● Task description:
Please tally the lines below that contain the string "tower", treating uppercase and lowercase as different, and reply with only the number.

* BEGIN Material supplied *

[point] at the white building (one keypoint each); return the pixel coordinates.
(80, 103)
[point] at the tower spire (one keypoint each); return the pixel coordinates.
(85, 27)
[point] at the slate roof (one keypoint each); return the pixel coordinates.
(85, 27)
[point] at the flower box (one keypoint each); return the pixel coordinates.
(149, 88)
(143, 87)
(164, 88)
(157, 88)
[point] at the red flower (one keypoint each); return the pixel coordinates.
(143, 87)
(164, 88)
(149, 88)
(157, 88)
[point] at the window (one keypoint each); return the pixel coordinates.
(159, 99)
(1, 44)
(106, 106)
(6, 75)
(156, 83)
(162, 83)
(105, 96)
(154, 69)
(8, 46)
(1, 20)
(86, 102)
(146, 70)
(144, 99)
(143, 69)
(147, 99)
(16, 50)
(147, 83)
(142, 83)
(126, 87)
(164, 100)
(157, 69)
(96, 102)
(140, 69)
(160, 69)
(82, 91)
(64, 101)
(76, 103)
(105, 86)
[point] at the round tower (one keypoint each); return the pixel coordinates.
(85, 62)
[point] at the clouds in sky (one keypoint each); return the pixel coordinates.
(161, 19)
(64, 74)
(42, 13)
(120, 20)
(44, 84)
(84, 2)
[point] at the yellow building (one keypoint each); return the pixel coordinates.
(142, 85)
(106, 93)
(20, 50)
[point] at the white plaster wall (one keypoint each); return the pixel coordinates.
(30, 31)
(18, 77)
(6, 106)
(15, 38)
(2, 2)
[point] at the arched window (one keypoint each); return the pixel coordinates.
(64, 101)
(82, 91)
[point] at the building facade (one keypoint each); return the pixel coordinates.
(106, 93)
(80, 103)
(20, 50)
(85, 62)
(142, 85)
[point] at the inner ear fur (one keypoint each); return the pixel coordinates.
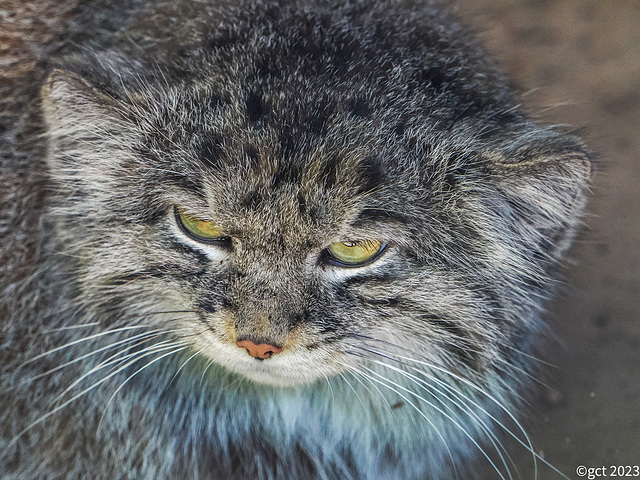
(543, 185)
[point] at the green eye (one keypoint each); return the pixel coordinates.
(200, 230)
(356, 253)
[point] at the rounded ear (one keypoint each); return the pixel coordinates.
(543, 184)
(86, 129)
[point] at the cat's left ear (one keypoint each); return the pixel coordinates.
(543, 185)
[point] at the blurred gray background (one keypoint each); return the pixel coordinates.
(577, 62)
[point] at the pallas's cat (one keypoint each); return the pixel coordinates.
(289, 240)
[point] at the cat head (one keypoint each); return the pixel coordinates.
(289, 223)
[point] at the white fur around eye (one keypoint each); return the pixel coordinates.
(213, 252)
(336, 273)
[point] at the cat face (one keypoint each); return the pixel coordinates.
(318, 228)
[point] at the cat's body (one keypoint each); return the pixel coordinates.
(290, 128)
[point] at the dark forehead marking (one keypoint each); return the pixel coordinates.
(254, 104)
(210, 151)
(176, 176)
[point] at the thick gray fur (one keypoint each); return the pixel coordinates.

* END Material supplied *
* BEGIN Material supplied *

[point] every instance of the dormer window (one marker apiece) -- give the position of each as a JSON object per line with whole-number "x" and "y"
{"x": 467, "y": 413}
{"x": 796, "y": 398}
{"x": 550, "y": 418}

* END Material supplied *

● Task response:
2